### EXERCISE BRIEF
Among the entries below, take the line with "det: green hill" and the line with "det: motorboat", and output them and every line between them exactly, with nothing else.

Extracted records:
============
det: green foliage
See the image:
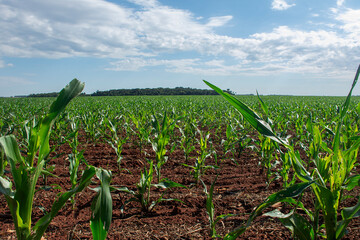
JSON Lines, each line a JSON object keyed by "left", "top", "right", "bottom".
{"left": 90, "top": 169, "right": 113, "bottom": 240}
{"left": 202, "top": 176, "right": 234, "bottom": 238}
{"left": 178, "top": 118, "right": 197, "bottom": 162}
{"left": 102, "top": 118, "right": 128, "bottom": 169}
{"left": 0, "top": 79, "right": 89, "bottom": 240}
{"left": 117, "top": 160, "right": 185, "bottom": 212}
{"left": 205, "top": 64, "right": 360, "bottom": 240}
{"left": 149, "top": 112, "right": 178, "bottom": 182}
{"left": 183, "top": 128, "right": 218, "bottom": 184}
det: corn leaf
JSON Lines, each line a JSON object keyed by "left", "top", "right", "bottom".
{"left": 265, "top": 209, "right": 315, "bottom": 240}
{"left": 312, "top": 185, "right": 337, "bottom": 240}
{"left": 337, "top": 200, "right": 360, "bottom": 239}
{"left": 28, "top": 79, "right": 85, "bottom": 165}
{"left": 256, "top": 90, "right": 269, "bottom": 116}
{"left": 153, "top": 179, "right": 186, "bottom": 189}
{"left": 333, "top": 65, "right": 360, "bottom": 153}
{"left": 224, "top": 181, "right": 314, "bottom": 240}
{"left": 90, "top": 169, "right": 113, "bottom": 240}
{"left": 32, "top": 166, "right": 96, "bottom": 240}
{"left": 344, "top": 174, "right": 360, "bottom": 191}
{"left": 203, "top": 80, "right": 289, "bottom": 147}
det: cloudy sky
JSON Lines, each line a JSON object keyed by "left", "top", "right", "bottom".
{"left": 1, "top": 0, "right": 360, "bottom": 96}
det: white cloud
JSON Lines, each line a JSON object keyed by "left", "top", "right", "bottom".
{"left": 206, "top": 16, "right": 233, "bottom": 27}
{"left": 107, "top": 58, "right": 200, "bottom": 72}
{"left": 0, "top": 0, "right": 359, "bottom": 77}
{"left": 336, "top": 8, "right": 360, "bottom": 41}
{"left": 0, "top": 59, "right": 13, "bottom": 68}
{"left": 271, "top": 0, "right": 295, "bottom": 11}
{"left": 337, "top": 0, "right": 345, "bottom": 7}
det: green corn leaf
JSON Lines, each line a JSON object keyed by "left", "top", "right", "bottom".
{"left": 289, "top": 150, "right": 313, "bottom": 183}
{"left": 90, "top": 169, "right": 113, "bottom": 240}
{"left": 332, "top": 65, "right": 360, "bottom": 154}
{"left": 0, "top": 176, "right": 14, "bottom": 197}
{"left": 312, "top": 185, "right": 337, "bottom": 240}
{"left": 204, "top": 80, "right": 289, "bottom": 147}
{"left": 256, "top": 90, "right": 269, "bottom": 116}
{"left": 224, "top": 181, "right": 315, "bottom": 240}
{"left": 344, "top": 136, "right": 360, "bottom": 159}
{"left": 32, "top": 166, "right": 96, "bottom": 240}
{"left": 265, "top": 210, "right": 314, "bottom": 239}
{"left": 344, "top": 174, "right": 360, "bottom": 191}
{"left": 0, "top": 135, "right": 24, "bottom": 167}
{"left": 38, "top": 79, "right": 85, "bottom": 162}
{"left": 0, "top": 134, "right": 43, "bottom": 238}
{"left": 336, "top": 199, "right": 360, "bottom": 239}
{"left": 27, "top": 79, "right": 84, "bottom": 165}
{"left": 258, "top": 181, "right": 315, "bottom": 211}
{"left": 152, "top": 179, "right": 186, "bottom": 189}
{"left": 115, "top": 186, "right": 136, "bottom": 195}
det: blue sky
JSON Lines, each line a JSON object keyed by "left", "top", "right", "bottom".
{"left": 1, "top": 0, "right": 360, "bottom": 96}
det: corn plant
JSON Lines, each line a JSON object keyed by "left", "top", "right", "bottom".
{"left": 221, "top": 121, "right": 253, "bottom": 163}
{"left": 183, "top": 128, "right": 218, "bottom": 184}
{"left": 129, "top": 112, "right": 151, "bottom": 155}
{"left": 102, "top": 118, "right": 128, "bottom": 170}
{"left": 0, "top": 80, "right": 113, "bottom": 240}
{"left": 205, "top": 64, "right": 360, "bottom": 240}
{"left": 81, "top": 111, "right": 101, "bottom": 144}
{"left": 178, "top": 119, "right": 197, "bottom": 163}
{"left": 256, "top": 134, "right": 281, "bottom": 184}
{"left": 65, "top": 117, "right": 87, "bottom": 207}
{"left": 201, "top": 175, "right": 234, "bottom": 238}
{"left": 117, "top": 160, "right": 185, "bottom": 213}
{"left": 149, "top": 112, "right": 177, "bottom": 182}
{"left": 0, "top": 79, "right": 100, "bottom": 240}
{"left": 255, "top": 92, "right": 283, "bottom": 184}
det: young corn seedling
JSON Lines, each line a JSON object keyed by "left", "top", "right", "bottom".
{"left": 178, "top": 119, "right": 197, "bottom": 163}
{"left": 257, "top": 134, "right": 281, "bottom": 185}
{"left": 149, "top": 112, "right": 177, "bottom": 182}
{"left": 221, "top": 121, "right": 253, "bottom": 163}
{"left": 183, "top": 128, "right": 218, "bottom": 184}
{"left": 102, "top": 118, "right": 128, "bottom": 170}
{"left": 117, "top": 160, "right": 185, "bottom": 213}
{"left": 81, "top": 111, "right": 101, "bottom": 144}
{"left": 205, "top": 64, "right": 360, "bottom": 240}
{"left": 65, "top": 117, "right": 87, "bottom": 207}
{"left": 129, "top": 112, "right": 151, "bottom": 156}
{"left": 256, "top": 92, "right": 283, "bottom": 185}
{"left": 202, "top": 175, "right": 234, "bottom": 238}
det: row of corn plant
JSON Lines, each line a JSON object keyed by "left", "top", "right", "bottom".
{"left": 205, "top": 64, "right": 360, "bottom": 239}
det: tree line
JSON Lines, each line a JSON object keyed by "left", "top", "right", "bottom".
{"left": 27, "top": 87, "right": 235, "bottom": 97}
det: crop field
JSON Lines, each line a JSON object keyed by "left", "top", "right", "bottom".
{"left": 1, "top": 76, "right": 360, "bottom": 239}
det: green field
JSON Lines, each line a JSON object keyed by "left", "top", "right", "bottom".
{"left": 1, "top": 83, "right": 360, "bottom": 239}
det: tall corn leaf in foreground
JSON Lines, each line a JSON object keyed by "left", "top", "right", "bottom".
{"left": 204, "top": 64, "right": 360, "bottom": 240}
{"left": 203, "top": 80, "right": 289, "bottom": 147}
{"left": 90, "top": 169, "right": 113, "bottom": 240}
{"left": 0, "top": 79, "right": 91, "bottom": 240}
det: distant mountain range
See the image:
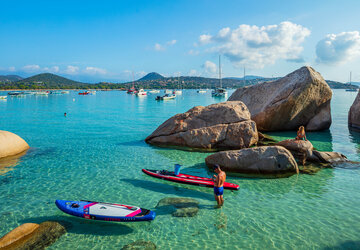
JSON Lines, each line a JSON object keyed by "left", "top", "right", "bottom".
{"left": 224, "top": 75, "right": 265, "bottom": 80}
{"left": 0, "top": 75, "right": 23, "bottom": 82}
{"left": 0, "top": 72, "right": 358, "bottom": 90}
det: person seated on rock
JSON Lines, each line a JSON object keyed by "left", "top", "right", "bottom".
{"left": 295, "top": 126, "right": 307, "bottom": 141}
{"left": 213, "top": 165, "right": 226, "bottom": 207}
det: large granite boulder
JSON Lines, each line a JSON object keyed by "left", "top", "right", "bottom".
{"left": 145, "top": 101, "right": 258, "bottom": 150}
{"left": 205, "top": 146, "right": 299, "bottom": 178}
{"left": 228, "top": 66, "right": 332, "bottom": 131}
{"left": 0, "top": 131, "right": 29, "bottom": 159}
{"left": 349, "top": 90, "right": 360, "bottom": 129}
{"left": 275, "top": 139, "right": 349, "bottom": 165}
{"left": 0, "top": 221, "right": 66, "bottom": 249}
{"left": 276, "top": 139, "right": 313, "bottom": 163}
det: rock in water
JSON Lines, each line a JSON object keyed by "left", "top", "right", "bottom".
{"left": 0, "top": 221, "right": 66, "bottom": 249}
{"left": 122, "top": 240, "right": 157, "bottom": 250}
{"left": 228, "top": 66, "right": 332, "bottom": 131}
{"left": 156, "top": 197, "right": 199, "bottom": 217}
{"left": 205, "top": 146, "right": 299, "bottom": 178}
{"left": 0, "top": 130, "right": 30, "bottom": 159}
{"left": 349, "top": 90, "right": 360, "bottom": 129}
{"left": 145, "top": 101, "right": 258, "bottom": 150}
{"left": 0, "top": 223, "right": 39, "bottom": 249}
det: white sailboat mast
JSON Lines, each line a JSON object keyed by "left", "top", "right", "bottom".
{"left": 219, "top": 55, "right": 222, "bottom": 88}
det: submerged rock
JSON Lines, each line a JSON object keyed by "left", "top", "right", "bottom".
{"left": 156, "top": 197, "right": 199, "bottom": 217}
{"left": 349, "top": 90, "right": 360, "bottom": 129}
{"left": 205, "top": 146, "right": 299, "bottom": 178}
{"left": 0, "top": 130, "right": 29, "bottom": 159}
{"left": 122, "top": 240, "right": 156, "bottom": 250}
{"left": 0, "top": 221, "right": 66, "bottom": 249}
{"left": 228, "top": 66, "right": 332, "bottom": 131}
{"left": 145, "top": 101, "right": 258, "bottom": 150}
{"left": 0, "top": 223, "right": 39, "bottom": 249}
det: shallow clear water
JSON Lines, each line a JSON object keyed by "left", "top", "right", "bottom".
{"left": 0, "top": 89, "right": 360, "bottom": 249}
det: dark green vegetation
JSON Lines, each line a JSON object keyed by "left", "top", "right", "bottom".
{"left": 0, "top": 72, "right": 358, "bottom": 90}
{"left": 138, "top": 72, "right": 164, "bottom": 81}
{"left": 0, "top": 75, "right": 23, "bottom": 82}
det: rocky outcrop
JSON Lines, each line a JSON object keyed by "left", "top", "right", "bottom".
{"left": 146, "top": 101, "right": 258, "bottom": 150}
{"left": 156, "top": 197, "right": 199, "bottom": 217}
{"left": 122, "top": 240, "right": 157, "bottom": 250}
{"left": 349, "top": 90, "right": 360, "bottom": 129}
{"left": 228, "top": 66, "right": 332, "bottom": 131}
{"left": 0, "top": 131, "right": 29, "bottom": 159}
{"left": 205, "top": 146, "right": 299, "bottom": 178}
{"left": 276, "top": 139, "right": 313, "bottom": 164}
{"left": 0, "top": 221, "right": 66, "bottom": 249}
{"left": 275, "top": 139, "right": 349, "bottom": 165}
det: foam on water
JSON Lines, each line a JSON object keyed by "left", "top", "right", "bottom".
{"left": 0, "top": 89, "right": 360, "bottom": 249}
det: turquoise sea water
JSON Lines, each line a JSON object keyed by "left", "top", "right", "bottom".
{"left": 0, "top": 89, "right": 360, "bottom": 249}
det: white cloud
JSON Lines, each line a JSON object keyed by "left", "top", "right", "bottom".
{"left": 197, "top": 21, "right": 310, "bottom": 69}
{"left": 64, "top": 65, "right": 79, "bottom": 75}
{"left": 188, "top": 49, "right": 199, "bottom": 55}
{"left": 22, "top": 64, "right": 41, "bottom": 72}
{"left": 8, "top": 66, "right": 16, "bottom": 72}
{"left": 167, "top": 39, "right": 177, "bottom": 46}
{"left": 316, "top": 31, "right": 360, "bottom": 64}
{"left": 84, "top": 66, "right": 107, "bottom": 75}
{"left": 189, "top": 69, "right": 199, "bottom": 76}
{"left": 43, "top": 66, "right": 60, "bottom": 73}
{"left": 154, "top": 39, "right": 177, "bottom": 51}
{"left": 203, "top": 60, "right": 217, "bottom": 75}
{"left": 199, "top": 34, "right": 212, "bottom": 45}
{"left": 154, "top": 43, "right": 164, "bottom": 51}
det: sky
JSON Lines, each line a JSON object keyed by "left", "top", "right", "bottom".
{"left": 0, "top": 0, "right": 360, "bottom": 83}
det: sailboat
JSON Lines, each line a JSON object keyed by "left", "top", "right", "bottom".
{"left": 173, "top": 76, "right": 182, "bottom": 95}
{"left": 127, "top": 72, "right": 138, "bottom": 94}
{"left": 346, "top": 71, "right": 358, "bottom": 92}
{"left": 212, "top": 55, "right": 227, "bottom": 97}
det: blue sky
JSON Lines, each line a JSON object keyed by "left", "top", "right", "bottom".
{"left": 0, "top": 0, "right": 360, "bottom": 83}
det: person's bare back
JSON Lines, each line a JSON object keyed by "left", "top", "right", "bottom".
{"left": 213, "top": 165, "right": 226, "bottom": 207}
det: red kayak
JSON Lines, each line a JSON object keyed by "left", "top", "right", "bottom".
{"left": 142, "top": 169, "right": 239, "bottom": 190}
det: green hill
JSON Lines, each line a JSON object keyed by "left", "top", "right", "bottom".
{"left": 138, "top": 72, "right": 164, "bottom": 81}
{"left": 3, "top": 73, "right": 89, "bottom": 89}
{"left": 0, "top": 75, "right": 23, "bottom": 82}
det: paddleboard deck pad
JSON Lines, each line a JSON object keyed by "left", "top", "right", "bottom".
{"left": 142, "top": 169, "right": 239, "bottom": 190}
{"left": 55, "top": 200, "right": 156, "bottom": 222}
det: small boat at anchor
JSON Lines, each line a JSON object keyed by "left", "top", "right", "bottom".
{"left": 0, "top": 96, "right": 7, "bottom": 100}
{"left": 136, "top": 89, "right": 147, "bottom": 96}
{"left": 155, "top": 94, "right": 176, "bottom": 100}
{"left": 79, "top": 91, "right": 90, "bottom": 95}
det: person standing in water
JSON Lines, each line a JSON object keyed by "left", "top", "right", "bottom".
{"left": 213, "top": 165, "right": 226, "bottom": 207}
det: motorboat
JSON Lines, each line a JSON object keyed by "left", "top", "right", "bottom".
{"left": 164, "top": 89, "right": 172, "bottom": 94}
{"left": 173, "top": 90, "right": 182, "bottom": 95}
{"left": 34, "top": 91, "right": 49, "bottom": 95}
{"left": 212, "top": 88, "right": 227, "bottom": 97}
{"left": 61, "top": 90, "right": 70, "bottom": 94}
{"left": 155, "top": 94, "right": 176, "bottom": 100}
{"left": 79, "top": 91, "right": 90, "bottom": 95}
{"left": 149, "top": 90, "right": 160, "bottom": 94}
{"left": 8, "top": 91, "right": 22, "bottom": 96}
{"left": 0, "top": 96, "right": 7, "bottom": 100}
{"left": 197, "top": 89, "right": 206, "bottom": 93}
{"left": 136, "top": 89, "right": 147, "bottom": 96}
============
### RESPONSE FOR THIS EXERCISE
det: green hill
JSON Lines, each line a JSON object keyed by "left", "top", "right", "bottom".
{"left": 138, "top": 72, "right": 164, "bottom": 81}
{"left": 3, "top": 73, "right": 89, "bottom": 89}
{"left": 0, "top": 75, "right": 23, "bottom": 82}
det: paddleboard deck pad
JSON Lines, each line a JSON object keyed by "left", "top", "right", "bottom".
{"left": 142, "top": 169, "right": 239, "bottom": 190}
{"left": 55, "top": 200, "right": 156, "bottom": 222}
det: small boat at anchor
JSON Lines, each line a JSON object keyed by "left", "top", "right", "bottom".
{"left": 0, "top": 96, "right": 7, "bottom": 100}
{"left": 136, "top": 89, "right": 147, "bottom": 96}
{"left": 155, "top": 94, "right": 176, "bottom": 100}
{"left": 79, "top": 91, "right": 90, "bottom": 95}
det: person standing in water
JSON Lines, each line a JSON object keyed by "left", "top", "right", "bottom".
{"left": 213, "top": 165, "right": 226, "bottom": 207}
det: motorboat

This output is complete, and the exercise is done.